Task description:
Quote word for word the part of the rows below that opens with the line containing "every teal patio" and closes with the line containing "xmin=153 ymin=252 xmax=238 ymax=264", including both of those lines.
-------- Data rows
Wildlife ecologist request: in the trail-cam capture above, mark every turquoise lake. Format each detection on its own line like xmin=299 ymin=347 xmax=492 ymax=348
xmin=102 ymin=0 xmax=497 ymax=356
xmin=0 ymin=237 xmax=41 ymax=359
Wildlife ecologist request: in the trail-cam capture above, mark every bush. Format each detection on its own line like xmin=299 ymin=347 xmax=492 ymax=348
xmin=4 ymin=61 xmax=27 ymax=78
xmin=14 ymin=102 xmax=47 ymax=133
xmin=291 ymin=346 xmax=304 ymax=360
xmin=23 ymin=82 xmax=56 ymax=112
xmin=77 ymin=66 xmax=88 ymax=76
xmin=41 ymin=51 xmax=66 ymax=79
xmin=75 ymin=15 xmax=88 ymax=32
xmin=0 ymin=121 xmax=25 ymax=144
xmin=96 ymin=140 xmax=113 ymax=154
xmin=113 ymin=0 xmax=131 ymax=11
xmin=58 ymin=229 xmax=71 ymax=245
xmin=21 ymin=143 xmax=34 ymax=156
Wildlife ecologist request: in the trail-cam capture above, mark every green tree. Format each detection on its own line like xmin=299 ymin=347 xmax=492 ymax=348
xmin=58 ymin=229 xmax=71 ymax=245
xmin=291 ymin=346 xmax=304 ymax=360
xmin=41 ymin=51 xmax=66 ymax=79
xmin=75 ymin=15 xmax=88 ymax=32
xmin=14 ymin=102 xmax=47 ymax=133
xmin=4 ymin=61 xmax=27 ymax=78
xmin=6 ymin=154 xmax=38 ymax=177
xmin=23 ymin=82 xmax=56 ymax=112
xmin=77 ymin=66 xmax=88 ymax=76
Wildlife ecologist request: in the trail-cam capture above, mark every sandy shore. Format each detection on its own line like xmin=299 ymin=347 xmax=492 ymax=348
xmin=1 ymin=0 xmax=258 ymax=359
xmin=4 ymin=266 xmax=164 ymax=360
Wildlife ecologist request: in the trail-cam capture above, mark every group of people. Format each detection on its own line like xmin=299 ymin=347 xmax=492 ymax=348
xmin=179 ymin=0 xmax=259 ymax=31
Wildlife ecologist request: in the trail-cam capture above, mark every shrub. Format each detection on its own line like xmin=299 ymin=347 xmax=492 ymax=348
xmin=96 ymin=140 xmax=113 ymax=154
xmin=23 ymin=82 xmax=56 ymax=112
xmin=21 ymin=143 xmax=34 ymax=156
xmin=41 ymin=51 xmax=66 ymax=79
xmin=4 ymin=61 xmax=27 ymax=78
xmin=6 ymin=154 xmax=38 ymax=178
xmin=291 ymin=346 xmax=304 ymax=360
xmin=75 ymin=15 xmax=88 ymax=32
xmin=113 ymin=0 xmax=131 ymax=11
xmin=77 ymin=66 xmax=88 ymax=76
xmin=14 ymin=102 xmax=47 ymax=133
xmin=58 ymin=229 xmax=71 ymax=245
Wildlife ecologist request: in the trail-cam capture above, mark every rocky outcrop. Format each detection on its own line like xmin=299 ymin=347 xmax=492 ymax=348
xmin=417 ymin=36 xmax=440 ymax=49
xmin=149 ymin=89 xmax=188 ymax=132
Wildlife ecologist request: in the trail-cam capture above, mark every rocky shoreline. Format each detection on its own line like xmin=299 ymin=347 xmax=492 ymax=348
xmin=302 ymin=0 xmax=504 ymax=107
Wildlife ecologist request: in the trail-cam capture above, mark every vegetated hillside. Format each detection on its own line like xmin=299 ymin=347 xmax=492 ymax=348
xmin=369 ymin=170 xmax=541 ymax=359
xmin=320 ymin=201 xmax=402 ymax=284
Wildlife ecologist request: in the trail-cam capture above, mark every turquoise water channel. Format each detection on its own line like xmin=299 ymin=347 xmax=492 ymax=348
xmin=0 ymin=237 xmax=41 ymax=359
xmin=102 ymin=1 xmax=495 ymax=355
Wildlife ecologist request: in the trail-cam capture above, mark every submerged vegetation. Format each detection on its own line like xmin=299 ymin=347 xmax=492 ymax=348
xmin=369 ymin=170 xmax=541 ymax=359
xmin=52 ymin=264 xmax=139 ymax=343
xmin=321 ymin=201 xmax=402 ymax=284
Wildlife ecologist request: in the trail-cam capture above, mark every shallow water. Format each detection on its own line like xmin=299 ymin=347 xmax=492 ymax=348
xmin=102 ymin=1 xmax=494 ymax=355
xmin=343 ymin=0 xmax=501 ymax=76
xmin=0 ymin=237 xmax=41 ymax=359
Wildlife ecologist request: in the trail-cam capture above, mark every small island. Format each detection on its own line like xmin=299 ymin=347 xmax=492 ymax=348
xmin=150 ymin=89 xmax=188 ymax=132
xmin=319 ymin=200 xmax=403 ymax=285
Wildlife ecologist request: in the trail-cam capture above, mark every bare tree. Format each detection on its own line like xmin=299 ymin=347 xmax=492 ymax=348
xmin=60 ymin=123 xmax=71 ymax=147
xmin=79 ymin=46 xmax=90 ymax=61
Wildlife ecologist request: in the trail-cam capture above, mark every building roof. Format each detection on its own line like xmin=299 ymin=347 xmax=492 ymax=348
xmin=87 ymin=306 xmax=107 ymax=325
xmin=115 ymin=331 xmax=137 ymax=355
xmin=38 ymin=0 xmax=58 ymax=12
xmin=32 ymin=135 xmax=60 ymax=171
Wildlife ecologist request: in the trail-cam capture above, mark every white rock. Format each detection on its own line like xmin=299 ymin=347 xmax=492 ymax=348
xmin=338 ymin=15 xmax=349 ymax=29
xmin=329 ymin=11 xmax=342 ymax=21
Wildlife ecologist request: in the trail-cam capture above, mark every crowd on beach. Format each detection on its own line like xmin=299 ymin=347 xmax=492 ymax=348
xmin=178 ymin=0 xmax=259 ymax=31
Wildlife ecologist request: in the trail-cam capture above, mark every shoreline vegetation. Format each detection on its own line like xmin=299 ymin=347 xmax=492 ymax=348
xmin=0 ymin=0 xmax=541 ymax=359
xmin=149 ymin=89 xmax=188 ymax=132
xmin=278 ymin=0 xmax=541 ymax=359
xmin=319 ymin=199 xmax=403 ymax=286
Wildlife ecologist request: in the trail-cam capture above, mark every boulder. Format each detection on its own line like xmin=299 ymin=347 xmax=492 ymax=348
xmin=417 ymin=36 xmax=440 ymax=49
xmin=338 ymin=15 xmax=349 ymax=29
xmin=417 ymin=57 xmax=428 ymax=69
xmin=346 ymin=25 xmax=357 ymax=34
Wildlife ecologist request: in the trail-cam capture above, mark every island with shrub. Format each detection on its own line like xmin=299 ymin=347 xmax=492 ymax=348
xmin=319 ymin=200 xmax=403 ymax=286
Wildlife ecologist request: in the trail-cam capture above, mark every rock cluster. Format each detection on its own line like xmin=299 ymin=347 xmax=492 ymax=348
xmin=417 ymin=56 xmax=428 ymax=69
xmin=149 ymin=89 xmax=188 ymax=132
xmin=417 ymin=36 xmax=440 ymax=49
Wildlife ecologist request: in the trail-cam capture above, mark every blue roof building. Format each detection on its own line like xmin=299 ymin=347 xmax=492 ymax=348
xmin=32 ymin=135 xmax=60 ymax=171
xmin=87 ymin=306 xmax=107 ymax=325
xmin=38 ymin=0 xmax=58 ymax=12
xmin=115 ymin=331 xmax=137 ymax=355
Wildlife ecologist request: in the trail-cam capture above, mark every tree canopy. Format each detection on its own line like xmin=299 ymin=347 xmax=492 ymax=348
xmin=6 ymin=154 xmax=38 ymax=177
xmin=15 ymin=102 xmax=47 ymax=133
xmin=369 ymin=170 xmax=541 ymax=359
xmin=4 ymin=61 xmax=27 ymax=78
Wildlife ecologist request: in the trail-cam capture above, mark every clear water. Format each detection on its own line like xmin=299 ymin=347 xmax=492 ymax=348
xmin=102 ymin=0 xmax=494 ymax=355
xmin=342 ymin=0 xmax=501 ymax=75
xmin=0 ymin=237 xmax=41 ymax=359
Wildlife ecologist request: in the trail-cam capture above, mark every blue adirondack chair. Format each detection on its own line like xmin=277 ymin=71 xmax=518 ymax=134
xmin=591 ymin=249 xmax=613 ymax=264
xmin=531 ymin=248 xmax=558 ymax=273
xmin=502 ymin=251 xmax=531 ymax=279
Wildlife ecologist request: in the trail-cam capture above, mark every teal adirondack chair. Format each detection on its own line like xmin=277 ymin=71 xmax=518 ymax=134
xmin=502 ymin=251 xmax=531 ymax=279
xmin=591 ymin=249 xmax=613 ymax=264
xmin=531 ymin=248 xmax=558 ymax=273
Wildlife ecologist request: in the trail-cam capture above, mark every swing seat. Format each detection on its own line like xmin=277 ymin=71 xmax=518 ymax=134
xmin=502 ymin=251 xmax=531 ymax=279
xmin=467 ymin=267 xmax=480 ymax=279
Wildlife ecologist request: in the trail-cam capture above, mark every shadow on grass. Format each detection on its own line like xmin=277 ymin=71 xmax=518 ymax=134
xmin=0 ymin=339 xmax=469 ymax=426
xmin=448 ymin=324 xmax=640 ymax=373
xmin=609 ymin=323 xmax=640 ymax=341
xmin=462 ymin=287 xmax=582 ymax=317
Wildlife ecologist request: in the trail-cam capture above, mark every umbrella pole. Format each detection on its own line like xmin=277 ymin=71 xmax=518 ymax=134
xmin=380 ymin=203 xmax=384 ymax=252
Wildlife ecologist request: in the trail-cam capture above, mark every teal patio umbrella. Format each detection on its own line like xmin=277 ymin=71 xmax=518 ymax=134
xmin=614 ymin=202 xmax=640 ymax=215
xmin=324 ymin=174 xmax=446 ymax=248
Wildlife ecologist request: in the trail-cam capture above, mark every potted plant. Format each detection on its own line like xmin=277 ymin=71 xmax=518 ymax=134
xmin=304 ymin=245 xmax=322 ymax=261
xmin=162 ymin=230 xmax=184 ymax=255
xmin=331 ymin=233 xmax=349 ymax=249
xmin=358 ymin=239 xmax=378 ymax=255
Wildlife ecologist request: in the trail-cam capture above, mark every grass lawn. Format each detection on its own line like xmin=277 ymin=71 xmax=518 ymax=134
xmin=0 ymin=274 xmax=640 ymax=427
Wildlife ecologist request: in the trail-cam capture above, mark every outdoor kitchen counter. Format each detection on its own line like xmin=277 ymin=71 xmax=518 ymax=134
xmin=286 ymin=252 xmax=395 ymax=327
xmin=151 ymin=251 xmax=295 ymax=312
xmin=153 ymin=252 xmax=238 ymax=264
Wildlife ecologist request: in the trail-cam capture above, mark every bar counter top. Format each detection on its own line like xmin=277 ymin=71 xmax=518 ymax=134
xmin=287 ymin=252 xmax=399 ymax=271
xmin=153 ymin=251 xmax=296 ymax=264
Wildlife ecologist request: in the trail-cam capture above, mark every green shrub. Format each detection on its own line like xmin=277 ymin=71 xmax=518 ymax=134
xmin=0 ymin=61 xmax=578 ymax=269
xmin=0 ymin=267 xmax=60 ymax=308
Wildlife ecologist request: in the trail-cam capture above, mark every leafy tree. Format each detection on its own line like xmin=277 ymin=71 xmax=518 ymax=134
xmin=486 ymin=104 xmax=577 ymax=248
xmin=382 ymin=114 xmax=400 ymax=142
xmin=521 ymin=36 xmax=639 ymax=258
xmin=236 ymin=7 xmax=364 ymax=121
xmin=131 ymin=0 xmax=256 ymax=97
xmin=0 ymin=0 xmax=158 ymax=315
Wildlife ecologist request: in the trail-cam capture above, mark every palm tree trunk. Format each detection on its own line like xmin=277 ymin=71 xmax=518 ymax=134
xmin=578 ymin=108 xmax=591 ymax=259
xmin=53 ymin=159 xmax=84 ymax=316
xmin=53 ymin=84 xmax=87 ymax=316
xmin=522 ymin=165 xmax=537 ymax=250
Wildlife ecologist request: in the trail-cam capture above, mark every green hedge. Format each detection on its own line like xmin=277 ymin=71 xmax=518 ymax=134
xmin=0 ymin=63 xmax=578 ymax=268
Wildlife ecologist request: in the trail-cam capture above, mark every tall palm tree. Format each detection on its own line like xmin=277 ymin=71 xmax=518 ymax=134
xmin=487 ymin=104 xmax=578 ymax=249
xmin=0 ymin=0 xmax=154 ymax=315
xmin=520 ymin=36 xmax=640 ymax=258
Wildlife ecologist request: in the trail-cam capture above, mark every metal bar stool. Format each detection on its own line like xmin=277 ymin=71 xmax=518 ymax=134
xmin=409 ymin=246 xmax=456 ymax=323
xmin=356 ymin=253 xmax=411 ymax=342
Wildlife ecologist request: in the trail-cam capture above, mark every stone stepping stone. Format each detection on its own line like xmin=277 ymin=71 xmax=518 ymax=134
----------------
Exercise solution:
Wildlife ecologist request: in the trail-cam capture above, mark every teal patio umbrella. Format each detection on its own line like xmin=277 ymin=71 xmax=518 ymax=134
xmin=614 ymin=202 xmax=640 ymax=215
xmin=324 ymin=174 xmax=446 ymax=248
Wildlife ecologist request: in the trail-cam capture above, mark every potted plant. Format each detection on its own line like xmin=277 ymin=71 xmax=518 ymax=134
xmin=304 ymin=245 xmax=322 ymax=261
xmin=162 ymin=230 xmax=184 ymax=255
xmin=331 ymin=233 xmax=349 ymax=249
xmin=358 ymin=239 xmax=378 ymax=255
Wildlife ecologist request: in the trail-cam capture above, mark every grass lawn. Format each detection on its own line like xmin=277 ymin=71 xmax=518 ymax=134
xmin=0 ymin=274 xmax=640 ymax=427
Wildlife ecologist request: in the trail-cam capture above, mark every outdoor kitchen counter. Format each detection on its own line like xmin=277 ymin=71 xmax=518 ymax=134
xmin=286 ymin=252 xmax=395 ymax=327
xmin=151 ymin=251 xmax=295 ymax=312
xmin=153 ymin=252 xmax=238 ymax=264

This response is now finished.